*Task prompt*: Please render the records as a two-column CSV, starting at the line containing "above, detect iron" and ending at the line containing "[135,37,227,160]", with one row per record under the column names text and answer. Put each value in a single quoted field, with line breaks replaced by spaces.

*Excerpted records*:
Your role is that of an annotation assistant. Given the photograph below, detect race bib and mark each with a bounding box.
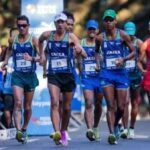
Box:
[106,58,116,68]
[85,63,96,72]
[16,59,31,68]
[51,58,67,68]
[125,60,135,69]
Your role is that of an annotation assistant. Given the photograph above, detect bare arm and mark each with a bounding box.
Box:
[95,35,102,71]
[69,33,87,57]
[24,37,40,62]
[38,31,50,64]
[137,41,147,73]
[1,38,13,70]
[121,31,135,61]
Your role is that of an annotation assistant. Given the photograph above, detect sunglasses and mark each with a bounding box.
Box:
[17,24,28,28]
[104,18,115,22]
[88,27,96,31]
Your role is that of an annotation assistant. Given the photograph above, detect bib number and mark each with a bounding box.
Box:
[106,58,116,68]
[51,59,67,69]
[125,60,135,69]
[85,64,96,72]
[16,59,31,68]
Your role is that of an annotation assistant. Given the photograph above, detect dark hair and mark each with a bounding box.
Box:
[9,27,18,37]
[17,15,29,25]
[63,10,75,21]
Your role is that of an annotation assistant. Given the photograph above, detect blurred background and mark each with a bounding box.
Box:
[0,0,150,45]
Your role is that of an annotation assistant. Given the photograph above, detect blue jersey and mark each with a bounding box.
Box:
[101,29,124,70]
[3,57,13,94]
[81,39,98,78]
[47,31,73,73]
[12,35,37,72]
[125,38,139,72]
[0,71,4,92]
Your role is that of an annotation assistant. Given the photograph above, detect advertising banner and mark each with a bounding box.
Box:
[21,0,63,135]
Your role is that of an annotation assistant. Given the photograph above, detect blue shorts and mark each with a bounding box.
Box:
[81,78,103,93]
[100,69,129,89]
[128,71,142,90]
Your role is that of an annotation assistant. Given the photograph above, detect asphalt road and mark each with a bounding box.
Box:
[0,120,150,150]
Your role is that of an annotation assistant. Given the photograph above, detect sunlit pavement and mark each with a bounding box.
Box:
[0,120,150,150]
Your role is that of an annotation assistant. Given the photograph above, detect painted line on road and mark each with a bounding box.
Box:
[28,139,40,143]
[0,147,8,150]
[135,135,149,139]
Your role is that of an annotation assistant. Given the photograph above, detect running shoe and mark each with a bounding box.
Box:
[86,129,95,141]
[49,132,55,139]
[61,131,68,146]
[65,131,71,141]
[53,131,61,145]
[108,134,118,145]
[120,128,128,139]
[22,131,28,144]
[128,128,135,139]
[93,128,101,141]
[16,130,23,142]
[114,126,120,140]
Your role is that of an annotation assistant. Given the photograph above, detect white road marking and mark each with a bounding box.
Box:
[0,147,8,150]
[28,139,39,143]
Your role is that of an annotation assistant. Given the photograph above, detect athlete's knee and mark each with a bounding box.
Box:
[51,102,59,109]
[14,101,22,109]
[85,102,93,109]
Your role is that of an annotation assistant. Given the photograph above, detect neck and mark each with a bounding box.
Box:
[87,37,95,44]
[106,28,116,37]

==

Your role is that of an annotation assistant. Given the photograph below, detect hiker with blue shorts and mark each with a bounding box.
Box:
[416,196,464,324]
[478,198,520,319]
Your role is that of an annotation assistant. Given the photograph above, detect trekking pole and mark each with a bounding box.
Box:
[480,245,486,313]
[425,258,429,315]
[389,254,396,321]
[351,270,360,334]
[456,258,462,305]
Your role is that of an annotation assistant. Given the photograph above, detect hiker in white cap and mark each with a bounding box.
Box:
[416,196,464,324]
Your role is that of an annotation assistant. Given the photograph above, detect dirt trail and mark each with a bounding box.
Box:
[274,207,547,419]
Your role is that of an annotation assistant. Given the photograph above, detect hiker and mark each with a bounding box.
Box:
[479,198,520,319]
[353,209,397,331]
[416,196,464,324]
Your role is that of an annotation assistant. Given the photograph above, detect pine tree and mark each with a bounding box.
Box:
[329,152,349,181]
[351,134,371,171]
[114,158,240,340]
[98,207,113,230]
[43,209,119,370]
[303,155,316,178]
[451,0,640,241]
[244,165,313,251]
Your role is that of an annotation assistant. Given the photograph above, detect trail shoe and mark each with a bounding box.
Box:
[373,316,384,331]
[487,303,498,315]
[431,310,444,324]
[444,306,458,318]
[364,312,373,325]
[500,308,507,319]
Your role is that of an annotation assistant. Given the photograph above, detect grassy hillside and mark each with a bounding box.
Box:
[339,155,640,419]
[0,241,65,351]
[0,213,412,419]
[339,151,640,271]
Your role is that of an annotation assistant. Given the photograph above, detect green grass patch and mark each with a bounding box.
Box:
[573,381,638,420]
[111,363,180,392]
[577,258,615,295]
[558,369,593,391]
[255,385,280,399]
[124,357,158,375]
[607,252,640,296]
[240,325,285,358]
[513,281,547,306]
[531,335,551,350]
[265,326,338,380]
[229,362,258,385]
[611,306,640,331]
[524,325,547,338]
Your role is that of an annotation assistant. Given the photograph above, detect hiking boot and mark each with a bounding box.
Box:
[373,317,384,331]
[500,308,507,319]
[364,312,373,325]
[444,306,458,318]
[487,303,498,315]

---

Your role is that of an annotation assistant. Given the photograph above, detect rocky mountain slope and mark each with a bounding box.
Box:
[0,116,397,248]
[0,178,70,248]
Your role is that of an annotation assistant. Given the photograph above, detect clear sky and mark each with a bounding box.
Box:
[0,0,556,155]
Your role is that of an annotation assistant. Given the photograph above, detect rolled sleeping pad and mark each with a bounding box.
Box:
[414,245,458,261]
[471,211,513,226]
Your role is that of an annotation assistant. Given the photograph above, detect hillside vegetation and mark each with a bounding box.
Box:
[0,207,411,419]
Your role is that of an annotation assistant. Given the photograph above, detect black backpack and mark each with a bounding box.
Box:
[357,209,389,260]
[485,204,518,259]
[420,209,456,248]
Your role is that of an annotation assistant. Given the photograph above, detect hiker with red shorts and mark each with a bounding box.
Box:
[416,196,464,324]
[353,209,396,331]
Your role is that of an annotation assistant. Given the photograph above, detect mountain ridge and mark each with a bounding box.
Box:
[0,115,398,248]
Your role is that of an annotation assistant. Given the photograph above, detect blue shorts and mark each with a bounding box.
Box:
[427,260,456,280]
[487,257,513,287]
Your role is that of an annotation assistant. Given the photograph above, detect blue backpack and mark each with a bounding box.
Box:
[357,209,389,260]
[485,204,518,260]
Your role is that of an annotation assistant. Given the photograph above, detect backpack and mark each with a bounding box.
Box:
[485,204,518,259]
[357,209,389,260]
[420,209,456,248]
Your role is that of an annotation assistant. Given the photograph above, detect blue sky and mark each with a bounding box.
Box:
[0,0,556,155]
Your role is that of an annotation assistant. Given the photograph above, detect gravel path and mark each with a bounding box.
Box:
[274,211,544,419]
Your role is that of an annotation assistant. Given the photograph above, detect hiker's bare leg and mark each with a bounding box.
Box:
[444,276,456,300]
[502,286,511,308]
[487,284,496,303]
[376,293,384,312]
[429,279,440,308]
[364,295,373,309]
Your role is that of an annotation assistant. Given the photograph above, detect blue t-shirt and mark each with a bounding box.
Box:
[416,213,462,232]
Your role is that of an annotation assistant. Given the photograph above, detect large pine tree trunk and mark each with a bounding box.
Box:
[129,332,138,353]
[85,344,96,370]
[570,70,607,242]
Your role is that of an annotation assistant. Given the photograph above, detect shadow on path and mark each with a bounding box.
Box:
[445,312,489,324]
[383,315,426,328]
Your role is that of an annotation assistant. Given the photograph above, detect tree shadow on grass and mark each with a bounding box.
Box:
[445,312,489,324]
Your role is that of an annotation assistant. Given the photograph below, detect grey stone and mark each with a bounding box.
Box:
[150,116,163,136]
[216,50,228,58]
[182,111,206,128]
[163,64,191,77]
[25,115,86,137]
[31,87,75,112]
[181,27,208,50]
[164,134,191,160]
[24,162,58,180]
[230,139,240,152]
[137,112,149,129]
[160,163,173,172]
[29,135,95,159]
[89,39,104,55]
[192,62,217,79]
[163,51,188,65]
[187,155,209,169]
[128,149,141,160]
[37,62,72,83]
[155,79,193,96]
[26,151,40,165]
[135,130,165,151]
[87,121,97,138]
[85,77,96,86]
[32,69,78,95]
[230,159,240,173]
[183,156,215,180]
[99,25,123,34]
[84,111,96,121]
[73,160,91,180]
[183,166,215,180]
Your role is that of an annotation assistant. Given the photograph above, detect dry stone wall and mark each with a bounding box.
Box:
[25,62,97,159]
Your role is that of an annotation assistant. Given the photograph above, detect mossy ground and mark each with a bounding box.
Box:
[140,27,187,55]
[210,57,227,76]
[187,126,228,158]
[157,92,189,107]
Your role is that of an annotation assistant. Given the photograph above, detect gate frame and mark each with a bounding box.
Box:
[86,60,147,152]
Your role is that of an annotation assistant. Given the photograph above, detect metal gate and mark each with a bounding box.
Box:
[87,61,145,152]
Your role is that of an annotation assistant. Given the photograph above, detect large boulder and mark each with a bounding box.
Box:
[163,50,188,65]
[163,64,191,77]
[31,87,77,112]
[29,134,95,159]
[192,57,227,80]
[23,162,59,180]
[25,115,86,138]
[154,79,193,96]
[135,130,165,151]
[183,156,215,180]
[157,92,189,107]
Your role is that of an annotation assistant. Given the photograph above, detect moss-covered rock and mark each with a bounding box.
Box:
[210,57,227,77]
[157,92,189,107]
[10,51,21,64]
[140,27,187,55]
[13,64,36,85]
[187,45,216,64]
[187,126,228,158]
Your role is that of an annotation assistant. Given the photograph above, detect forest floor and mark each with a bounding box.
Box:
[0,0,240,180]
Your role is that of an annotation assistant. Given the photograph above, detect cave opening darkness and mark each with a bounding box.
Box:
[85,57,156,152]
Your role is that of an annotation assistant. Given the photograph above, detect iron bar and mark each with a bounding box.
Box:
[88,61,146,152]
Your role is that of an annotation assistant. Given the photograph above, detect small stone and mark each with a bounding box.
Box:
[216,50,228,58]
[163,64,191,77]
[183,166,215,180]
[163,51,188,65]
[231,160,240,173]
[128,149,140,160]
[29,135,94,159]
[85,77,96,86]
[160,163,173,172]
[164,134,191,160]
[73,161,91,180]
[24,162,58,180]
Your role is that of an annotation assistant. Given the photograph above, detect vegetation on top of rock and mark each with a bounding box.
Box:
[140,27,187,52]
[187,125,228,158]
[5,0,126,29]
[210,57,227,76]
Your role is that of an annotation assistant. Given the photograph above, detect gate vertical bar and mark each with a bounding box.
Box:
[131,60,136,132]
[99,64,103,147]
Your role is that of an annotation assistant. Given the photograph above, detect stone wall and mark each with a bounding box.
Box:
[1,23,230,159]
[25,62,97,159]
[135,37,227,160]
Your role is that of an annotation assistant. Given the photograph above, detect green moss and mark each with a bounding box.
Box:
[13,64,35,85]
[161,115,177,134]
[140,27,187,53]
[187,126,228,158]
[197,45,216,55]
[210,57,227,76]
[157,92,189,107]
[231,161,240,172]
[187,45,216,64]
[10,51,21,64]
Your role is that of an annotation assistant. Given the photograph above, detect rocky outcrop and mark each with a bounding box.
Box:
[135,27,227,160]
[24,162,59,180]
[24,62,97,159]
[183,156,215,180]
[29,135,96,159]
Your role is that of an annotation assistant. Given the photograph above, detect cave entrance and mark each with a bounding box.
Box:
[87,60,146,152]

*Response for this exercise*:
text,answer
"Your role is that of an annotation assistant. Given the photograph above, detect iron bar and mark each with a bounding box. Box:","[88,61,146,152]"
"Your role is that of an annotation assistant. Given the photograph above, detect small stone and mark each with a bounding box. Box:","[216,50,228,58] [163,64,191,77] [183,166,215,180] [163,51,188,65] [231,160,240,173] [128,149,140,160] [29,135,94,159] [85,77,96,86] [160,163,173,172] [164,134,191,160] [73,161,91,180] [24,162,58,180]"
"Your role is that of an annotation assistant. Given the photograph above, detect vegetation on top of rock and mark each with a bounding box. Box:","[140,27,187,52] [187,125,228,158] [5,0,126,29] [210,57,227,76]"
"Your role is that of an annotation assistant. Given the photograph above, detect gate vertical bar and mark each with a bounding box. Box:","[131,60,136,132] [99,64,103,147]"
"Your role is that of an annotation assistant. Given the photograph above, detect stone wall and mark each with a bounding box. Box:","[1,23,230,159] [25,62,97,159] [135,37,227,160]"